**Selection:**
The idea itself is simple: you have a sample of observations from a Poisson (counting) process (where events occur randomly over a period of time). You probably have a chart that shows time on the horizontal axis, and how many events occurred on the vertical axis. You suspect that the rate at which events occur has changed somewhere over that range of time… either the event is increasing in frequency, or it’s slowing down — but you want to know with a little more certainty. (Alternatively, you could check to see if the variance has changed, which would be useful for process improvement work in Six Sigma projects.)

You want to estimate the rate at which events occur BEFORE the shift (mu), the rate at which events occur AFTER the shift (lambda), and the time when the shift happens (k). To do it, you can apply a Markov Chain Monte Carlo (MCMC) sampling approach to estimate the population parameters at each possible k, from the beginning of your data set to the end of it. The values you get at each time step will be dependent only on the values you computed at the previous timestep (that’s where the Markov Chain part of this problem comes in). There are lots of different ways to hop around the parameter space, and each hopping strategy has a fancy name (e.g. Metropolis-Hastings, Gibbs, “reversible jump”).

In one example, Rizzo (p. 271-277) uses a Markov Chain Monte Carlo (MCMC) method that applies a Gibbs sampler to do the hopping – with the goal of figuring out the change point in number of coal mine disasters from 1851 to 1962. (Looking at a plot of the frequency over time, it appears that the rate of coal mining disasters decreased… but did it really? And if so, when? That’s the point of her example.) She gets the coal mining data from the boot package. Here’s how to get it, and what it looks like:

library(boot)

**Short exercise 1:**
In the passage on change point estimation, what does the letter k stand for?
**Short exercise 2:**
Please carry on the passage on change point estimation from where it stops.

**Entries provided:**
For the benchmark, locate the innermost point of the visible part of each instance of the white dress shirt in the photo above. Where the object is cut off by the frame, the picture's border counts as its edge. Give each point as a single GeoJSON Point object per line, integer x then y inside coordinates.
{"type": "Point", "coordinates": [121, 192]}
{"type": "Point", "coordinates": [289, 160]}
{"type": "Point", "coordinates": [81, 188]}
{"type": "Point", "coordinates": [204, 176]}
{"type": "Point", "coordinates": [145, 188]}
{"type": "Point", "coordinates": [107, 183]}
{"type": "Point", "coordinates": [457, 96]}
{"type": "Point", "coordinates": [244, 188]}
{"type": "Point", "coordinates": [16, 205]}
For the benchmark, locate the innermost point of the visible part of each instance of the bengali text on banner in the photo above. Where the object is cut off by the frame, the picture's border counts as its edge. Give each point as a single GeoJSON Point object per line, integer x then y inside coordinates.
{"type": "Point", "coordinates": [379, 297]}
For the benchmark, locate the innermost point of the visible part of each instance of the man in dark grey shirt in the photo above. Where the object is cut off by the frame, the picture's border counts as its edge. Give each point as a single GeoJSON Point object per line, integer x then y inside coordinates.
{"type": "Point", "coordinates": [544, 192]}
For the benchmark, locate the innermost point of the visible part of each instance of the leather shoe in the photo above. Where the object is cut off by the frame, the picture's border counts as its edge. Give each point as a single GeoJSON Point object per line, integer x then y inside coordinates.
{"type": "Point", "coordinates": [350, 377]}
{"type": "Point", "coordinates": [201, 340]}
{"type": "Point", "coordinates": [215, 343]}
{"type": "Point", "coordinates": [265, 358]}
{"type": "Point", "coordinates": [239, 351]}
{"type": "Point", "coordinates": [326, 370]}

**Final answer 1:**
The time when the shift happens.

**Final answer 2:**
data(coal)
y <- tabulate(floor(coal[[1]]))
y <- y[1851:length(y)]
barplot(y,xlab="years", ylab="frequency of disasters")

coalmine-freq

First, we initialize all of the data structures we’ll need to use:

# initialization
n <- length(y) # number of data elements to process
m <- 1000 # target length of the chain
L <- numeric(n) # likelihood fxn has one slot per year
k[1] <- sample(1:n,1) # pick 1 random year to start at
mu[1] <- 1
lambda[1] <- 1
b1 <- 1
b2 <- 1
# now set up blank 1000 element arrays for mu, lambda, and k
mu <- lambda <- k <- numeric(m)

Here are the models for prior (hypothesized) distributions that she uses, based on the Gibbs sampler approach:

  • mu comes from a Gamma distribution with shape parameter of (0.5 + the sum of all your frequencies UP TO the point in time, k, you’re currently at) and a rate of (k + b1)
  • lambda comes from a Gamma distribution with shape parameter of (0.5 + the sum of all your frequencies AFTER the point in time, k, you’re currently at) and a rate of (n – k + b1) where n is the number of the year you’re currently processing
  • b1 comes from a Gamma distribution with a shape parameter of 0.5 and a rate of (mu + 1)
  • b2 comes from a Gamma distribution with a shape parameter of 0.5 and a rate of (lambda + 1)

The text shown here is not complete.